**Given instruction**
Copy the entries below line for line, with no changes.

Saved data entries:

■ ■ ■

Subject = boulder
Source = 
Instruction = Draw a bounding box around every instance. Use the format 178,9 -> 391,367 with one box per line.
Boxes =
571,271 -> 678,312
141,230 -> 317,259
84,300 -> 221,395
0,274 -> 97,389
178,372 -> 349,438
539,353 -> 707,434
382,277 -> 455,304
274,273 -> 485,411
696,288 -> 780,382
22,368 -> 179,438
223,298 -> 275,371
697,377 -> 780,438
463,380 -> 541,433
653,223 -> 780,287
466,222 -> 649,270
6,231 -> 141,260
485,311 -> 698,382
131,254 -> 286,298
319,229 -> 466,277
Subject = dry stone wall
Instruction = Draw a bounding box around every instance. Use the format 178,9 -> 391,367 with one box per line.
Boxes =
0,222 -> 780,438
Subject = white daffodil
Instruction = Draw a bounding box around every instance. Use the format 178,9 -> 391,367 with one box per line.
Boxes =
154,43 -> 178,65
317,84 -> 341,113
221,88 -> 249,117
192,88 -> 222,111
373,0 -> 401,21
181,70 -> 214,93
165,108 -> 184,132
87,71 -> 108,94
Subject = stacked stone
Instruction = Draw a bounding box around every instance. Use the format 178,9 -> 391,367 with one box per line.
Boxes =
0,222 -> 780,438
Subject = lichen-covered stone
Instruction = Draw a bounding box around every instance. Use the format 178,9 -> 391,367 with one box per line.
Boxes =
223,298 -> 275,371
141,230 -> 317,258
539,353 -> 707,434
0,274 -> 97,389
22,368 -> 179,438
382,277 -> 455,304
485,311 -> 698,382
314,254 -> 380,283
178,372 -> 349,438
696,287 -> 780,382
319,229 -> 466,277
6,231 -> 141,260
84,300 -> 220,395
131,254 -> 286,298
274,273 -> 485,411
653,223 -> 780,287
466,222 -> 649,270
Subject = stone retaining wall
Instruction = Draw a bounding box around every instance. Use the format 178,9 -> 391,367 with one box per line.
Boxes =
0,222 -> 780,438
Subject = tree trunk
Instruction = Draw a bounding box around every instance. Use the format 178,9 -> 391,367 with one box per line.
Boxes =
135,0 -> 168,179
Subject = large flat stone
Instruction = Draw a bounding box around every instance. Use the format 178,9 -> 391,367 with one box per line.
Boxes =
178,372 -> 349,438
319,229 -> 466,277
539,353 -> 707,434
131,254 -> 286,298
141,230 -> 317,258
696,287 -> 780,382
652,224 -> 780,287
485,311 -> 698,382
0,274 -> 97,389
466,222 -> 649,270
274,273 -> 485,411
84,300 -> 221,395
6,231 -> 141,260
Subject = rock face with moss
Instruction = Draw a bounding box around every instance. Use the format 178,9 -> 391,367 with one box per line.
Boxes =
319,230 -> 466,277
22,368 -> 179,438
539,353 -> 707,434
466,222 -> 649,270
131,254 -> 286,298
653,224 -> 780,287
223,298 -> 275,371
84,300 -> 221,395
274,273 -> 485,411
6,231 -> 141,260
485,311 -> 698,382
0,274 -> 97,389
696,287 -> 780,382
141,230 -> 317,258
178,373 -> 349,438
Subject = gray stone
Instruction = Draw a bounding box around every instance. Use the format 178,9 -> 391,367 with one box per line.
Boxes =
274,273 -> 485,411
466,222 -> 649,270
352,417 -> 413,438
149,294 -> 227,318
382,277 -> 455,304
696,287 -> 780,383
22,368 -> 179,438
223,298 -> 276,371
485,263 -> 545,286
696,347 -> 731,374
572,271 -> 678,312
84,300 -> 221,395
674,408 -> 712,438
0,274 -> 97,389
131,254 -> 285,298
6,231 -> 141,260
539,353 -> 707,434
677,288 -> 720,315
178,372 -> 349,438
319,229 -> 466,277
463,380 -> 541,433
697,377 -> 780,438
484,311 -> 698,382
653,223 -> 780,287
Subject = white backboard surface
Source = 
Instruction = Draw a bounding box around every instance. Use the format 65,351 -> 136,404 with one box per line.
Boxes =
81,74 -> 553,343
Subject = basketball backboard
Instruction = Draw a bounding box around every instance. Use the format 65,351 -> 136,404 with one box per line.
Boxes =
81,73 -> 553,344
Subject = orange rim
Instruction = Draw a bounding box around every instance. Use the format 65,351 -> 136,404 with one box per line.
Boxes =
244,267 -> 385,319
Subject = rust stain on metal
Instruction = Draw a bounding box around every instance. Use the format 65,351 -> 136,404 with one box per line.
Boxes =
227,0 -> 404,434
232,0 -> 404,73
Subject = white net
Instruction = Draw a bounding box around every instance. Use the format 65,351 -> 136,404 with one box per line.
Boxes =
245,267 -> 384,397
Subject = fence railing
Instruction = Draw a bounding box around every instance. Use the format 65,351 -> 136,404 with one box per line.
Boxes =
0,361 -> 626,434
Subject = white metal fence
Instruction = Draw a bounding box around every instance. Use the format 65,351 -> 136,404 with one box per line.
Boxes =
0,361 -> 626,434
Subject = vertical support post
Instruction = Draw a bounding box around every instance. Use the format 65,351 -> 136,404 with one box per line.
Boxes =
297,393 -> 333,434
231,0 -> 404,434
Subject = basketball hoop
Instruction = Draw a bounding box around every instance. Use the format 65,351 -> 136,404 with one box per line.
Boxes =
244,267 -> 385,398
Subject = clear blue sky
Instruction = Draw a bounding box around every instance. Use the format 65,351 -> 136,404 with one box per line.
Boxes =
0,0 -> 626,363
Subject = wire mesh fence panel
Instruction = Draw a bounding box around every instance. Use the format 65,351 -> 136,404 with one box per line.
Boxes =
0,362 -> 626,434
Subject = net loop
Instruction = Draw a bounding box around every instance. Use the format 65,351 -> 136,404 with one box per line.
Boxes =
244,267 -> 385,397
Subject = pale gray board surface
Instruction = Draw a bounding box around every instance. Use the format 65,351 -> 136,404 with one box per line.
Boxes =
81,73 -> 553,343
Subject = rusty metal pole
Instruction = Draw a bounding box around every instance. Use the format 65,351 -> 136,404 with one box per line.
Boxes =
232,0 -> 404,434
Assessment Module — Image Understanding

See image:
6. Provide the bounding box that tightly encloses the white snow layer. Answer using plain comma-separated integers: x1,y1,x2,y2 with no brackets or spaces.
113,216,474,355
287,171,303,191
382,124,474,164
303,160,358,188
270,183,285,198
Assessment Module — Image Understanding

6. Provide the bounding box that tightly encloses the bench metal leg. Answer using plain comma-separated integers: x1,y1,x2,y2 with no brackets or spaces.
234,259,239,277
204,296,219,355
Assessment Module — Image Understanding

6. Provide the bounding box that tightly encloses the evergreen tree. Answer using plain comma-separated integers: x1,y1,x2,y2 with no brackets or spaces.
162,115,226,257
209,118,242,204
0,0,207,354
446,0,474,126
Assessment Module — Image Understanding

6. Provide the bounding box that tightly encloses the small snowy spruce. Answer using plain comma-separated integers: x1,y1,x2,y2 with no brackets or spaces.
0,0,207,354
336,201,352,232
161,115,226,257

■ ■ ■

**Problem solution**
Subject = boulder
Source = 
Instruction = Draw a bounding box around every instance. Use the format 178,9 -> 391,367 with one box per line.
Boxes =
571,271 -> 678,312
141,230 -> 317,259
84,300 -> 221,395
0,274 -> 97,389
178,372 -> 349,438
539,353 -> 707,434
382,277 -> 455,304
274,273 -> 485,411
696,288 -> 780,382
22,368 -> 179,438
223,298 -> 275,371
697,377 -> 780,438
463,380 -> 541,433
653,223 -> 780,287
466,222 -> 649,270
6,231 -> 141,260
485,311 -> 698,382
131,254 -> 286,298
319,229 -> 466,277
Subject = dry stone wall
Instruction = Draw a bounding box around every instance. Use the format 178,9 -> 391,367 with one box per line.
Boxes =
0,222 -> 780,438
Subject = white daffodil
Instruction = Draw a bounding box around every instance. Use the format 178,9 -> 391,367 with one box per line.
Boxes =
154,43 -> 178,65
317,84 -> 341,113
221,88 -> 249,117
192,88 -> 222,111
373,0 -> 401,21
181,70 -> 214,93
165,108 -> 184,132
87,71 -> 108,94
Subject = stacked stone
Instruction = Draw a bounding box around every instance. Use the format 178,9 -> 391,367 with one box per line.
Boxes =
0,222 -> 780,438
Subject = lichen-covered stone
Instruction = Draw a bounding box around every instance. Use the format 178,9 -> 391,367 with one box per line.
Boxes =
223,298 -> 275,371
141,230 -> 317,258
539,353 -> 707,434
0,274 -> 97,389
22,368 -> 179,438
382,277 -> 455,304
485,311 -> 698,382
314,254 -> 380,283
178,372 -> 349,438
696,287 -> 780,382
319,229 -> 466,277
6,231 -> 141,260
84,300 -> 220,395
131,254 -> 286,298
274,273 -> 485,411
653,223 -> 780,287
466,222 -> 649,270
Subject = stone retaining wall
Instruction = Draw a bounding box around every instance. Use the format 178,9 -> 391,367 with one box per line.
Boxes =
0,222 -> 780,438
Subject = tree trunk
Instruction = Draw a bounding box around every instance. Use the format 178,9 -> 391,367 with one box per line.
Boxes =
135,0 -> 168,179
Subject = large flat stone
Instruction = Draw a bounding box around every instance. Use the format 178,9 -> 391,367 with one box per line.
Boxes =
178,372 -> 349,438
319,229 -> 466,277
539,353 -> 707,434
131,254 -> 286,298
141,230 -> 317,258
696,287 -> 780,382
652,224 -> 780,287
485,311 -> 698,382
0,274 -> 97,389
466,222 -> 649,270
274,273 -> 485,411
84,300 -> 221,395
6,231 -> 141,260
Subject = rock face with moss
Instruction = Draw a bounding box around every instance. Use the format 178,9 -> 391,367 with one box per line.
Boxes =
319,230 -> 466,277
22,368 -> 179,438
539,353 -> 707,434
466,222 -> 649,270
131,254 -> 286,298
653,224 -> 780,287
223,298 -> 275,371
84,300 -> 221,395
274,273 -> 485,411
6,231 -> 141,260
485,311 -> 698,382
0,274 -> 97,389
696,287 -> 780,382
141,230 -> 317,258
178,373 -> 349,438
Subject = gray stone
Instruction = Draw a bounding box around every instance. Use the format 178,9 -> 391,367 with one box per line.
Boxes =
274,273 -> 485,411
466,222 -> 649,270
352,417 -> 413,438
149,294 -> 227,318
382,277 -> 455,304
696,287 -> 780,383
22,368 -> 179,438
223,298 -> 276,371
485,263 -> 545,286
696,347 -> 731,374
572,271 -> 678,312
84,300 -> 221,395
674,408 -> 712,438
0,274 -> 97,389
131,254 -> 285,298
6,231 -> 141,260
539,353 -> 707,434
677,288 -> 720,315
178,372 -> 349,438
319,229 -> 466,277
463,380 -> 541,433
697,377 -> 780,438
484,311 -> 698,382
653,223 -> 780,287
Subject = white backboard surface
Source = 
Instruction = Draw a bounding box around every instance. Use the format 65,351 -> 136,404 with one box per line.
Boxes =
81,74 -> 553,343
Subject = basketball backboard
Instruction = Draw a bounding box around every instance. Use the format 65,351 -> 136,404 with one box per line.
Boxes =
81,73 -> 553,344
Subject = orange rim
Instruction = Draw a bounding box around every instance. Use the format 65,351 -> 136,404 with one box per line.
Boxes =
244,267 -> 385,319
Subject = rust stain on metal
Instruction = Draw a bounding box around every instance. Use the format 65,351 -> 136,404 with one box per line.
Boxes =
227,0 -> 404,434
232,0 -> 404,73
Subject = white net
Instruction = Draw a bounding box around every instance. Use the format 65,351 -> 136,404 with one box per line.
Boxes =
245,267 -> 384,397
Subject = fence railing
Instruction = Draw a bounding box around every instance. Use the format 65,351 -> 136,404 with one box per line.
Boxes =
0,361 -> 626,434
Subject = white metal fence
Instruction = Draw a bounding box around every instance. Use the format 65,351 -> 136,404 with one box per line.
Boxes =
0,361 -> 626,434
Subject = vertical support post
Instruction = Draw a bounding box around every instance. Use the format 65,351 -> 136,404 with one box per line.
Boxes =
297,393 -> 333,434
231,0 -> 404,434
Subject = basketball hoop
Instruction = Draw a bounding box around every instance. Use the format 65,351 -> 136,404 with one box per line.
Boxes =
244,267 -> 385,398
Subject = clear blue sky
Instruction = Draw a bounding box around every instance. Use the format 65,351 -> 136,404 with one box per line.
Boxes =
0,0 -> 626,363
Subject = wire mesh fence panel
Instruction = Draw a bounding box around every instance. Use the format 65,351 -> 136,404 with one box per line.
Boxes =
0,362 -> 626,434
Subject = net loop
Instruction = Draw a bounding box around every instance. Use the format 65,351 -> 136,404 with one box per line.
Boxes =
244,267 -> 385,397
Subject = pale gray board surface
Instruction = Draw a bounding box around every instance. Use the format 65,351 -> 136,404 with one box per line.
Boxes =
81,73 -> 553,343
Subject = rusty metal pole
Instruction = Draw a bounding box around every instance. Use the format 65,351 -> 136,404 with one box per line.
Boxes =
232,0 -> 404,434
Assessment Module — Image Understanding

See image:
6. Provide the bounding box that tightly encloses the white snow layer. Answer using plain comma-separated integers: x1,y1,x2,y2 with no brackets or spaces.
113,216,474,355
287,171,303,191
382,124,474,164
303,160,358,188
270,183,285,198
Assessment Module — Image Understanding

6. Provide the bounding box that tightly encloses the bench metal leg. Answer using plain comma-separated integers: x1,y1,x2,y2 with no brackets or spaces.
234,259,239,277
204,296,219,355
Assessment Module — Image Understanding

6. Provide the bounding box that tightly encloses the evergreen tree. Answer using plain comma-separated integers: x1,y1,x2,y2 with no brackets or spaces.
162,115,226,257
209,118,242,204
0,0,207,354
446,0,474,126
Assessment Module — Image Understanding

6. Provide the bounding box that tightly encloses the small snowy spruce. Answer using plain comma-separated integers: x1,y1,x2,y2 with no brackets or spaces.
0,0,207,354
336,201,352,232
161,115,226,257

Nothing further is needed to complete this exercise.